| What you have to do |
Lay out the stretch of material from its start through the line containing "278L31 285H35L36 292L42", inclusive, as a numbered list with blank lines omitted. Leave the pictures out.

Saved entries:
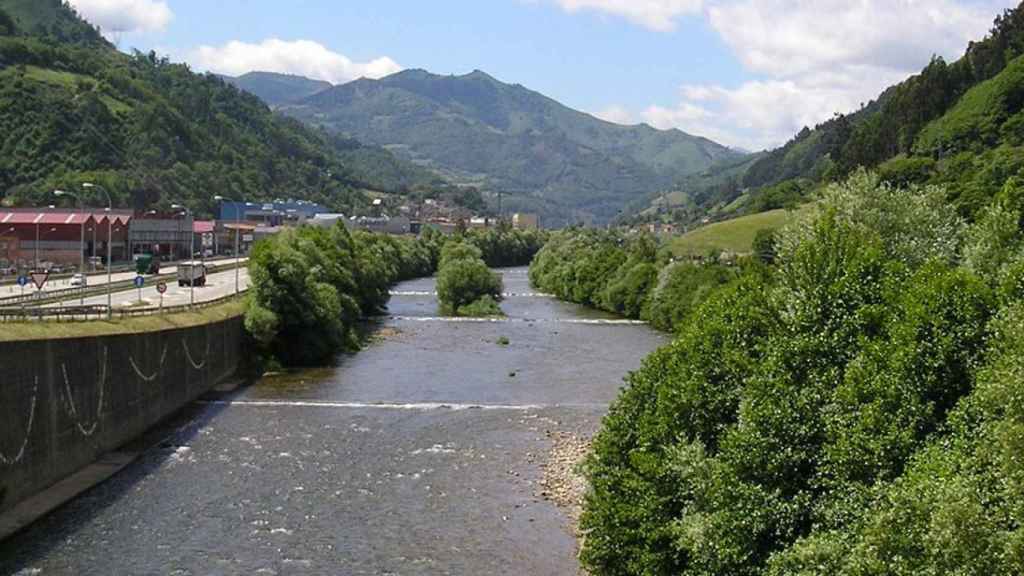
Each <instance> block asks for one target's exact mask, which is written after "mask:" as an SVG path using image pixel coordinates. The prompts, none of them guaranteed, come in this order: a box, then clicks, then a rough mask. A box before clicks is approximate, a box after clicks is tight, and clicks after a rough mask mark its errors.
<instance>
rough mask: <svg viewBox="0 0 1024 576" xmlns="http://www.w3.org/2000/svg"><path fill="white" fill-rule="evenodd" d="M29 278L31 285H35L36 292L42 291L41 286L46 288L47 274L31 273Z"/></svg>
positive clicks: (47, 277) (42, 273) (49, 278)
mask: <svg viewBox="0 0 1024 576" xmlns="http://www.w3.org/2000/svg"><path fill="white" fill-rule="evenodd" d="M29 276H31V277H32V283H33V284H35V285H36V290H42V289H43V286H46V281H47V280H49V279H50V273H49V272H45V271H44V272H33V273H32V274H30V275H29Z"/></svg>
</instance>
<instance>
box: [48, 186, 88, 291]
mask: <svg viewBox="0 0 1024 576" xmlns="http://www.w3.org/2000/svg"><path fill="white" fill-rule="evenodd" d="M53 195H54V196H57V197H60V196H71V197H72V198H74V199H75V200H78V207H79V209H80V210H81V211H82V225H81V232H82V236H81V239H80V240H79V243H78V255H79V264H78V272H79V274H82V275H83V278H84V275H85V220H87V219H88V218H86V217H85V204H83V203H82V197H81V196H79V195H77V194H75V193H74V192H65V191H62V190H54V191H53ZM79 304H81V305H85V290H83V291H82V293H81V299H80V301H79Z"/></svg>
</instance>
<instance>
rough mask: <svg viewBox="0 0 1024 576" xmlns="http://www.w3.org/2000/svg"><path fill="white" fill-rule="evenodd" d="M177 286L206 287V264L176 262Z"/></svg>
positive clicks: (200, 262)
mask: <svg viewBox="0 0 1024 576" xmlns="http://www.w3.org/2000/svg"><path fill="white" fill-rule="evenodd" d="M178 286H206V264H204V263H203V262H197V261H190V262H178Z"/></svg>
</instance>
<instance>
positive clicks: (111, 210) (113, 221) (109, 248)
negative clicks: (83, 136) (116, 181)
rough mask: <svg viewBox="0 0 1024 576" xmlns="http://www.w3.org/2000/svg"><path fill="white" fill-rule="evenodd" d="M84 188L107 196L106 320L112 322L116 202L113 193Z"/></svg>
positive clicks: (106, 253) (106, 228)
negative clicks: (114, 236) (93, 190)
mask: <svg viewBox="0 0 1024 576" xmlns="http://www.w3.org/2000/svg"><path fill="white" fill-rule="evenodd" d="M82 188H84V189H86V190H92V189H98V190H99V192H102V193H103V195H105V196H106V320H110V319H112V318H114V294H112V293H111V268H112V266H113V265H114V261H113V257H114V247H113V243H114V234H113V233H114V202H112V201H111V193H109V192H106V189H104V188H103V187H101V186H97V184H94V183H92V182H85V183H83V184H82Z"/></svg>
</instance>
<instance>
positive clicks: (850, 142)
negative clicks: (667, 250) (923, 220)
mask: <svg viewBox="0 0 1024 576" xmlns="http://www.w3.org/2000/svg"><path fill="white" fill-rule="evenodd" d="M1022 54H1024V9H1022V7H1021V6H1018V7H1017V8H1014V9H1010V10H1007V11H1006V12H1005V13H1002V14H1000V15H999V16H998V17H996V18H995V22H994V25H993V27H992V30H991V32H990V34H989V35H988V36H987V37H986V38H984V39H982V40H980V41H978V42H972V43H971V44H970V45H969V46H968V48H967V50H966V52H965V54H964V56H963V57H962V58H959V59H957V60H955V61H953V63H946V61H945V60H944V59H942V58H940V57H935V58H933V59H932V61H931V63H930V64H929V65H928V66H927V67H925V68H924V69H923V70H922V72H921V73H920V74H918V75H914V76H912V77H910V78H908V79H907V80H905V81H903V82H901V83H899V84H897V85H895V86H892V87H890V88H889V89H887V90H885V91H884V92H883V93H882V94H880V95H879V97H878V98H877V99H874V100H873V101H871V102H869V104H868V105H866V106H865V107H863V108H862V109H860V110H858V111H856V112H854V113H851V114H837V115H836V116H835V117H834V118H833V119H830V120H828V121H826V122H822V123H821V124H819V125H817V126H815V127H813V128H804V129H803V130H802V131H801V132H800V133H798V134H797V135H796V136H795V137H794V138H793V139H792V140H790V141H788V142H786V143H785V146H782V147H780V148H778V149H776V150H773V151H770V152H767V153H765V154H764V155H762V156H761V157H760V158H758V159H757V160H756V161H755V162H753V163H751V164H749V165H745V166H743V167H742V170H741V171H740V173H738V174H737V173H736V171H735V169H733V168H729V169H730V170H732V174H731V176H732V177H731V178H729V179H725V178H715V177H712V178H708V179H707V181H703V182H701V181H698V180H696V181H695V180H693V179H689V180H686V179H684V180H681V181H680V182H677V184H676V187H675V188H676V189H677V190H680V191H682V192H684V193H686V195H687V196H688V197H690V198H693V199H696V200H695V201H694V207H693V209H691V210H689V211H688V212H687V214H686V218H684V219H682V220H681V221H682V222H683V223H687V222H692V221H695V220H698V219H699V218H700V217H702V216H703V215H705V214H708V213H715V212H716V211H717V210H718V209H720V208H721V207H722V206H724V205H728V204H729V203H730V202H732V201H734V200H736V199H739V198H741V197H742V201H741V202H738V203H736V204H733V206H732V208H734V209H736V210H738V211H739V213H743V212H744V211H746V212H749V211H751V210H756V209H759V207H760V208H764V207H765V206H767V207H769V208H770V207H771V204H772V203H770V202H767V203H766V202H758V198H759V197H760V196H762V195H775V194H776V193H777V186H778V184H780V183H783V182H790V181H794V182H797V183H798V184H799V187H800V189H801V190H803V191H804V192H805V193H808V194H810V193H813V191H814V190H816V189H817V188H818V187H817V186H816V184H819V183H824V182H829V181H837V180H842V179H844V178H845V177H846V176H847V175H849V174H850V173H851V172H853V171H854V170H856V169H857V168H859V167H867V168H872V169H878V170H880V172H882V173H883V175H884V176H886V178H887V179H890V180H893V181H897V182H898V183H907V182H910V181H913V182H919V183H928V182H932V183H943V184H946V187H947V189H948V190H949V191H950V200H951V201H952V202H954V203H956V204H957V207H958V208H959V209H961V212H962V213H963V214H964V215H965V216H968V217H971V216H972V215H973V214H974V213H975V212H976V211H977V210H978V209H979V207H980V206H982V205H983V204H984V203H985V202H986V200H987V199H989V198H991V197H992V196H993V195H994V194H995V193H996V192H998V190H999V189H1000V188H1001V187H1002V184H1004V182H1006V180H1007V178H1008V177H1010V176H1013V175H1017V174H1018V170H1019V169H1020V164H1019V162H1018V161H1017V160H1016V158H1018V157H1020V156H1021V155H1022V154H1024V151H1018V150H1016V149H1017V148H1018V147H1019V146H1020V145H1021V143H1022V141H1021V140H1022V139H1021V138H1020V137H1018V136H1017V133H1018V132H1020V131H1021V128H1020V126H1021V123H1022V122H1024V117H1017V113H1018V112H1019V111H1020V108H1021V98H1022V97H1024V96H1022V94H1024V76H1022V74H1021V73H1020V68H1021V67H1022V66H1024V65H1021V64H1020V63H1019V59H1018V58H1019V57H1020V56H1021V55H1022ZM724 169H725V168H716V169H713V172H714V171H722V170H724ZM737 176H738V177H737ZM724 179H725V181H726V184H725V187H723V183H722V182H723V180H724ZM701 199H702V200H701ZM801 200H802V201H806V200H807V198H803V199H801ZM642 209H643V208H641V210H642Z"/></svg>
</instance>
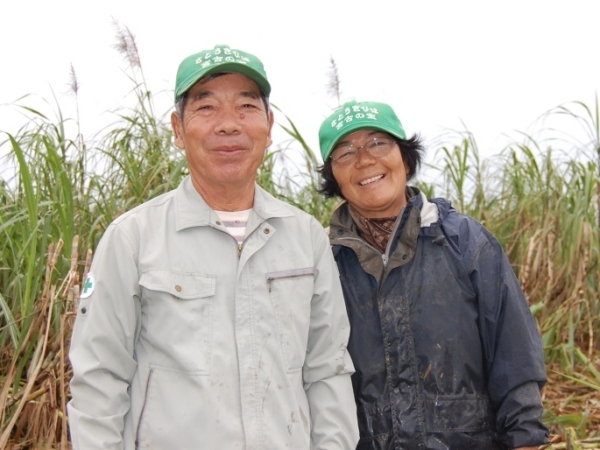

| Exercise output |
1. Each <instance> block asks for one target's exact mask, which is written after "mask:" as an SVG path using image pixel coordinates. The prompts, none of them guaranteed, come in this order: a box, then clicks, then a rough mask. A box before clicks is approximate, a box after clicks is tight, and clicks after a rough mask mark its errors.
2. <instance>
3. rough mask: <svg viewBox="0 0 1024 576" xmlns="http://www.w3.org/2000/svg"><path fill="white" fill-rule="evenodd" d="M29 278L31 285H35L36 292L42 291L41 286L46 288L47 274L31 273Z"/></svg>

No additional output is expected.